### Exercise brief
Where the line containing "Every instance of the fence" appears, start copying; continue through the last line below and copy nothing else.

### Natural language region descriptions

───

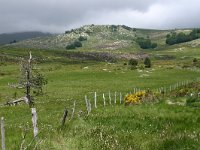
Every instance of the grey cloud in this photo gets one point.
(60, 15)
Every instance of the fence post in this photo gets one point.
(109, 97)
(104, 100)
(34, 121)
(64, 117)
(115, 98)
(2, 134)
(90, 106)
(87, 105)
(120, 99)
(73, 110)
(95, 99)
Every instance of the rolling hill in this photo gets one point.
(7, 38)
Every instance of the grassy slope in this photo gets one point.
(150, 126)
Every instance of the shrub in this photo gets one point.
(147, 62)
(145, 43)
(74, 44)
(174, 38)
(134, 98)
(82, 38)
(77, 44)
(193, 101)
(132, 63)
(71, 46)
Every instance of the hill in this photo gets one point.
(99, 37)
(102, 38)
(7, 38)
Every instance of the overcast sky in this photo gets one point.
(56, 16)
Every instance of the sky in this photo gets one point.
(57, 16)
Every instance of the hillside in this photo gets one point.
(99, 37)
(7, 38)
(110, 103)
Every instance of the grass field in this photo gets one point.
(149, 126)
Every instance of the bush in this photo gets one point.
(147, 62)
(71, 46)
(133, 63)
(145, 43)
(193, 101)
(74, 45)
(82, 38)
(174, 38)
(77, 44)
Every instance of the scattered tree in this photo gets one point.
(30, 80)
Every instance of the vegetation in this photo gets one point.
(82, 38)
(133, 63)
(147, 62)
(74, 45)
(165, 117)
(146, 43)
(175, 38)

───

### The answer
Every instance of the fence post in this photo gets one point.
(109, 97)
(104, 100)
(34, 121)
(64, 117)
(115, 98)
(2, 134)
(90, 106)
(87, 105)
(120, 99)
(73, 110)
(95, 99)
Every instance of the rolling hill in this photo gets one point.
(7, 38)
Every instance of the grassy slope in this photo gets one point.
(150, 126)
Every instance of the shrub in this photo gets one point.
(147, 62)
(145, 43)
(74, 44)
(174, 38)
(134, 98)
(82, 38)
(77, 44)
(193, 101)
(132, 63)
(71, 46)
Every instance of the hill in this photo gets one point.
(99, 37)
(102, 38)
(7, 38)
Every instance of the overcast sky in this photo gets one point.
(56, 16)
Every instance of the sky in this photo gets one point.
(57, 16)
Every instance of the hillside in this photo gets one point.
(99, 37)
(7, 38)
(110, 103)
Every instance of the grass field in this photo gets one point.
(149, 126)
Every instance of the bush in this photo gets one point.
(147, 62)
(71, 46)
(133, 63)
(145, 43)
(193, 101)
(74, 45)
(82, 38)
(174, 38)
(77, 44)
Every instance of the scattered tree in this photo gets one point.
(30, 80)
Every instance of the vegetation in this photo gets one point.
(82, 38)
(133, 63)
(147, 62)
(74, 45)
(165, 117)
(146, 43)
(175, 38)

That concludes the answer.